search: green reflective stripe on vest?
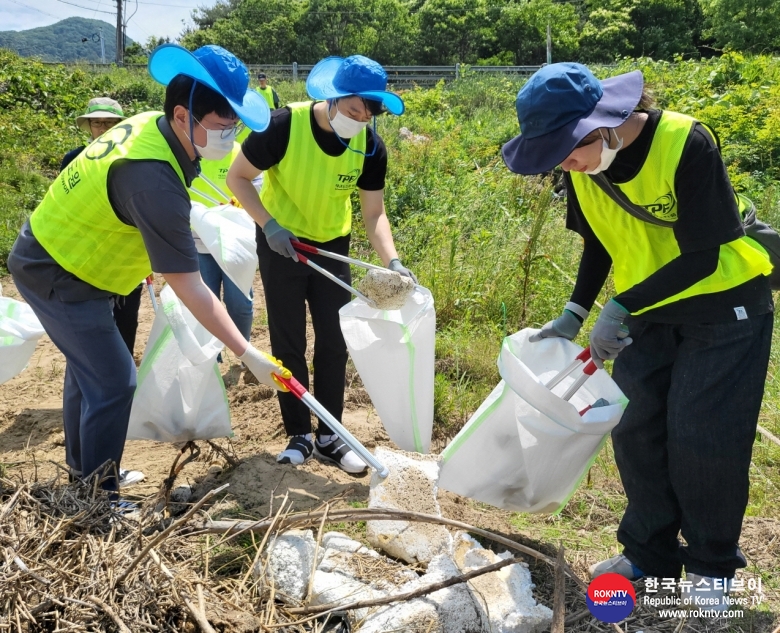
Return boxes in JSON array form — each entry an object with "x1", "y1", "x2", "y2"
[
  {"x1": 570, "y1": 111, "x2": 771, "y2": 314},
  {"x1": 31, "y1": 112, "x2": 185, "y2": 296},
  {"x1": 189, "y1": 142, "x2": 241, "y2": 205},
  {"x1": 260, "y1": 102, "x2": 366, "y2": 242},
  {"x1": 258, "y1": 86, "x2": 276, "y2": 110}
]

- - -

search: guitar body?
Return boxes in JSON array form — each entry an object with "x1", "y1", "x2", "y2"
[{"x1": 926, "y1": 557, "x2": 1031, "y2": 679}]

- - -

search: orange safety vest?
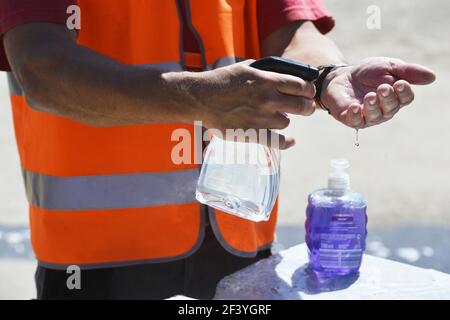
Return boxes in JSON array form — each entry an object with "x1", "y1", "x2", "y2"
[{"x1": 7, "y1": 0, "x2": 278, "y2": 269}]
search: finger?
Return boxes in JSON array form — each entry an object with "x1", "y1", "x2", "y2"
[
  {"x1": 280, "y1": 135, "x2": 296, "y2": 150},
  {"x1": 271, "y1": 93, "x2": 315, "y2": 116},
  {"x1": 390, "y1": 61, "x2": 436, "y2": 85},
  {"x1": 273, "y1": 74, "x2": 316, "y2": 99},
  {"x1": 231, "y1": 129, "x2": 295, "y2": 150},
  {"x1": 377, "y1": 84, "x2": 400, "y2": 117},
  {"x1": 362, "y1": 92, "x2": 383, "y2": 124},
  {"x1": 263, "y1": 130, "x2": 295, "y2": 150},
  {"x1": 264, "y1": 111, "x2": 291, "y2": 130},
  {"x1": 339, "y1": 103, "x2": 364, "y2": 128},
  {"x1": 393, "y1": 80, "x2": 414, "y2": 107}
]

- - -

In the listing above, find the line with "search: orange safety vest?" and the line with "search: finger?". Output both, plus every line between them, and no pictures.

search: orange safety vest?
Return boxes in JSON array form — each entry an object with "x1", "y1", "x2", "y2"
[{"x1": 7, "y1": 0, "x2": 278, "y2": 269}]
search: finger?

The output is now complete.